**TEXT TO READ:**
— START —
I was using Pytorch to train a bilstm-crf model while encountered the OOM error. The batch size is 16.
I tried to redeuce the batch size to 8 → 4 ->2 ->1. But similar error happens again and again. This is my error. It seems that a lot of memory cannot be fully utilized. How can I fix it?
0%| | 1/872 [00:37<9:10:08, 37.90s/it]
0%| | 2/872 [00:57<6:33:41, 27.15s/it]
0%| | 2/872 [00:58<7:01:57, 29.10s/it]
Traceback (most recent call last):
File "/home/workspace/EvaHan/src/run.py", line 108, in <module>
main()
File "/home/workspace/EvaHan/src/run.py", line 103, in main
k_fold_run(config.trainset_path[0], vocab, device)
File "/home/workspace/EvaHan/src/run.py", line 88, in k_fold_run
test_loss, f1 = run(word_train, label_train, word_dev, label_dev, vocab, device, kf_index)
File "/home/workspace/EvaHan/src/run.py", line 61, in run
train(train_loader, dev_loader, vocab, model, device, kf_index)
File "/home/workspace/EvaHan/src/train.py", line 58, in train
out_feats = model.forward(batch_data)
File "/home/workspace/EvaHan/src/model.py", line 35, in forward
sequence_output, _ = self.bilstm(embeddings)
— END —
**THE TASKS:**
[1] List the function names that follow the word "in" on the "File" lines of the traceback in the PyTorch out-of-memory thread.
[2] Transcribe the rows below, starting at their beginning and ending with the line that contains "point(326, 506)", that line included. Omit the pictures.

Rows excerpted from a collection:
— START —
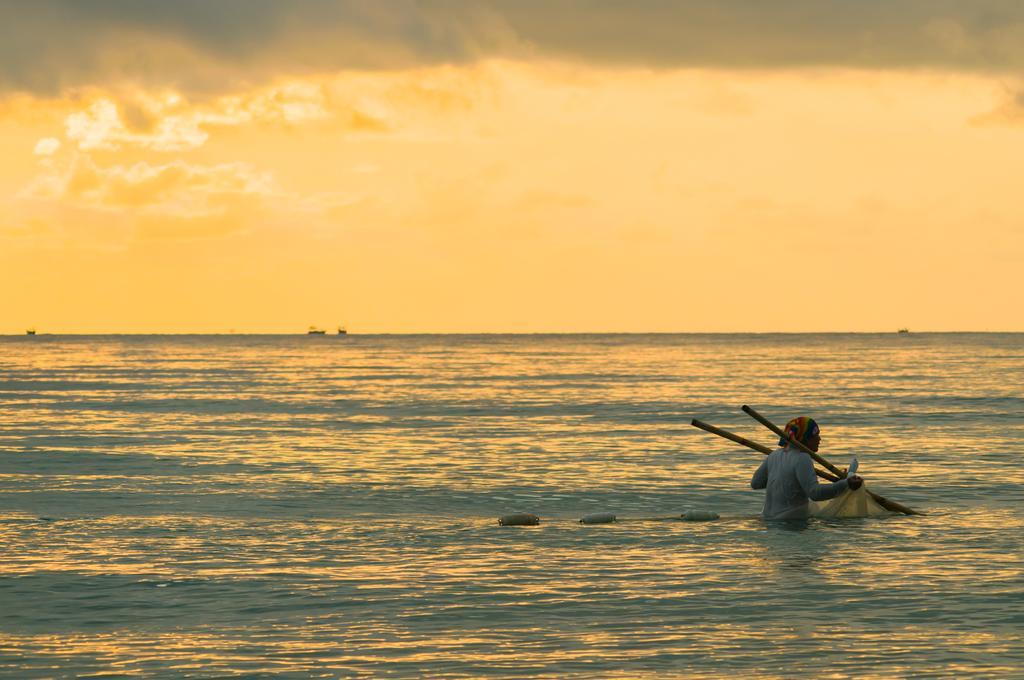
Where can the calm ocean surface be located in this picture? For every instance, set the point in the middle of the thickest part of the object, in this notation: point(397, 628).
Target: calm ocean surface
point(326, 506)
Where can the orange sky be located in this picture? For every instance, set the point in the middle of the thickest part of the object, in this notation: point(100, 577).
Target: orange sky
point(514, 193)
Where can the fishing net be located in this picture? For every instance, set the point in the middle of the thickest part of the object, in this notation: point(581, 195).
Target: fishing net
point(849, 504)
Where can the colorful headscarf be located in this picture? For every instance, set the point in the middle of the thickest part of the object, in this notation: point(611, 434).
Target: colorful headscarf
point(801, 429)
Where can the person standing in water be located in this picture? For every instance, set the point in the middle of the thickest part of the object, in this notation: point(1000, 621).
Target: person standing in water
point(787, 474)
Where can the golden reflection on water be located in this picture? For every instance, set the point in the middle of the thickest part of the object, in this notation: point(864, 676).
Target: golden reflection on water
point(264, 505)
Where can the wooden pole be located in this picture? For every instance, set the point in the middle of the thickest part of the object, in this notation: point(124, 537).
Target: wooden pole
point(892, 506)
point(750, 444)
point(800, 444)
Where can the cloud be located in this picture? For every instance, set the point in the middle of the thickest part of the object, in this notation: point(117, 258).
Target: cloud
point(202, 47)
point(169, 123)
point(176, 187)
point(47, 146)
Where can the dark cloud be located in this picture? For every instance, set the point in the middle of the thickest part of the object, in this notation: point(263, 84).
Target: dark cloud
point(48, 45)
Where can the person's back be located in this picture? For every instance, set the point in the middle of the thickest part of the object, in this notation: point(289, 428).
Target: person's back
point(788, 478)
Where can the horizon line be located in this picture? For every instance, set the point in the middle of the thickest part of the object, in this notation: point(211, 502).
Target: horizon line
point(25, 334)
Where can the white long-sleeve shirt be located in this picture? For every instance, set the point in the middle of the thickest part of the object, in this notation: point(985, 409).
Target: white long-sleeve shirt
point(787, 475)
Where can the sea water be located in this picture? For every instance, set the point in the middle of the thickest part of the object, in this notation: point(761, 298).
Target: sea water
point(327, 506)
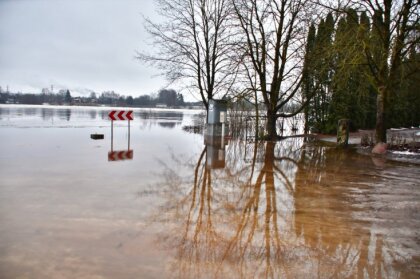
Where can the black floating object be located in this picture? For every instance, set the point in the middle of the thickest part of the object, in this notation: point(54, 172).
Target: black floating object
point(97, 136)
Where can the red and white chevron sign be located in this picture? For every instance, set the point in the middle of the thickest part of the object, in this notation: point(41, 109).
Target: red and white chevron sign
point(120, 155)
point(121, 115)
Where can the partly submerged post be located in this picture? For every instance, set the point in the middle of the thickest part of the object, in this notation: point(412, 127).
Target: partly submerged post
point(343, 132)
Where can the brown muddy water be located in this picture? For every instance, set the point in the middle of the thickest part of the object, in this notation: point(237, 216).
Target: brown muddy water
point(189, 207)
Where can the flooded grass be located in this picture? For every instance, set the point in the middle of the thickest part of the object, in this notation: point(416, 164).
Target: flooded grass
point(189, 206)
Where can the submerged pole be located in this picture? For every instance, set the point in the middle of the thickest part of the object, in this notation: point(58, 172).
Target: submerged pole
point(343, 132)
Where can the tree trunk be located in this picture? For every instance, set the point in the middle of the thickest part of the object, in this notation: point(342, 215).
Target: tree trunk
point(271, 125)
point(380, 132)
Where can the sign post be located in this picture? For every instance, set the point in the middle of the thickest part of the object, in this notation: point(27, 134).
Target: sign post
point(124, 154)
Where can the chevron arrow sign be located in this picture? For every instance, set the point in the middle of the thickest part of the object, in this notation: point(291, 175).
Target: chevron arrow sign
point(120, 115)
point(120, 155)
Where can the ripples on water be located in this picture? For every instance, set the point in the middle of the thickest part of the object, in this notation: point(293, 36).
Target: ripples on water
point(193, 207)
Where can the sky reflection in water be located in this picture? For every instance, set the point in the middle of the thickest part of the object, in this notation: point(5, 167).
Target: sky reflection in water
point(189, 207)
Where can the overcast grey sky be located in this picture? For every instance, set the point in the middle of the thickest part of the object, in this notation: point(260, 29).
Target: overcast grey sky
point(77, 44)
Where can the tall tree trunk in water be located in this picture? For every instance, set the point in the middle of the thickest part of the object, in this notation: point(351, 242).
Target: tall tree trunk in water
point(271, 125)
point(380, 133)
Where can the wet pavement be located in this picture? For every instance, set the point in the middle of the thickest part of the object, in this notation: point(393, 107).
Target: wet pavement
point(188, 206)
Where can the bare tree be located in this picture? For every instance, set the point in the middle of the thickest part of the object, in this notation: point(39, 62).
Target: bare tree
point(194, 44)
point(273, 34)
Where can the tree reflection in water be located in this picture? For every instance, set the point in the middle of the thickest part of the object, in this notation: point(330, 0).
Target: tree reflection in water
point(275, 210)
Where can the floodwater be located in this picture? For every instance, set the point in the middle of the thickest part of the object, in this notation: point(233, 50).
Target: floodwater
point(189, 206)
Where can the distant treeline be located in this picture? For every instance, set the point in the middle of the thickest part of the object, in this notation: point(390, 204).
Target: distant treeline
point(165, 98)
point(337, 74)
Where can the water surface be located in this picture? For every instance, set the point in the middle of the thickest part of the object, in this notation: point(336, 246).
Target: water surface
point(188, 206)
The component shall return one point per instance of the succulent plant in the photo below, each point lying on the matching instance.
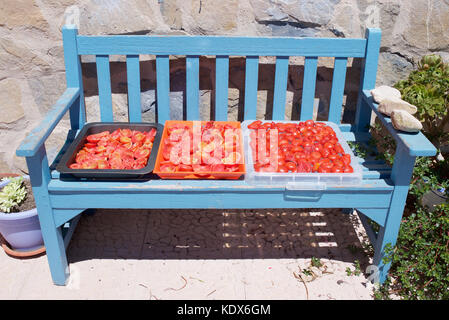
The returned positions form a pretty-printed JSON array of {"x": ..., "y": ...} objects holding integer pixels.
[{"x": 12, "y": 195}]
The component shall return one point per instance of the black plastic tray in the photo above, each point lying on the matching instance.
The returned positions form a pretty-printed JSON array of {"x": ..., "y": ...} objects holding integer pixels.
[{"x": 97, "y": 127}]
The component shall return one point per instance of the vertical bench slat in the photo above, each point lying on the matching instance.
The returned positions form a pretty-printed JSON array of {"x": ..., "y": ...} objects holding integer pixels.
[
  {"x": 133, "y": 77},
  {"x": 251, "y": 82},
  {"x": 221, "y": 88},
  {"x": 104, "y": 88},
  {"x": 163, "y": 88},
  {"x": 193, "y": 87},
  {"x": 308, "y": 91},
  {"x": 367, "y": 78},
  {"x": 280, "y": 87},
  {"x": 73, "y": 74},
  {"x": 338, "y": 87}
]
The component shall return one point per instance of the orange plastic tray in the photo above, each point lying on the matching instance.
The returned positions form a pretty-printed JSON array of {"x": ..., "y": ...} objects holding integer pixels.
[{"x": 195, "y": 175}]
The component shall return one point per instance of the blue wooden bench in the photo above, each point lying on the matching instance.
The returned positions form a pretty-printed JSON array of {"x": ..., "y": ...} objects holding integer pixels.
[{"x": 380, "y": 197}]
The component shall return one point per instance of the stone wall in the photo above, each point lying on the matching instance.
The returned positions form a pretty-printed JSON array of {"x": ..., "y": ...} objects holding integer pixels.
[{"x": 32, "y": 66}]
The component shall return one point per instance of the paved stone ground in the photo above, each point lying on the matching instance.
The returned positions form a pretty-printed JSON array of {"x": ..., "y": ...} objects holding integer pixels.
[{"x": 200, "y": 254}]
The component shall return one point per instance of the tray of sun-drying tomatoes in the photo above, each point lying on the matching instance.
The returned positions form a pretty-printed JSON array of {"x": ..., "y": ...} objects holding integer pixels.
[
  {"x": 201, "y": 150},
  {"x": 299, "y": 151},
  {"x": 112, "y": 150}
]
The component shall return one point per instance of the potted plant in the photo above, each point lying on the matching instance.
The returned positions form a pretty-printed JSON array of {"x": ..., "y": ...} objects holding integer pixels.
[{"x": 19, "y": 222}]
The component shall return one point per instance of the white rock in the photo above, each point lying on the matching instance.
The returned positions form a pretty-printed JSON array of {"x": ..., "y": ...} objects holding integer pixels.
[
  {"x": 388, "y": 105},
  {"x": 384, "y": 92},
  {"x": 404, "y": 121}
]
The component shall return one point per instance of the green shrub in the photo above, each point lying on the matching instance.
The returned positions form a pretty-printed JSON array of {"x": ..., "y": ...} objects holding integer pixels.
— END —
**TASK SOLUTIONS:**
[1] <module>, main, k_fold_run, run, train, forward

[2]
Where can the calm ocean surface be located in this picture? For every instance, set the point in the middle of the thickest part of the object, in this notation: point(397, 628).
Target: calm ocean surface
point(326, 506)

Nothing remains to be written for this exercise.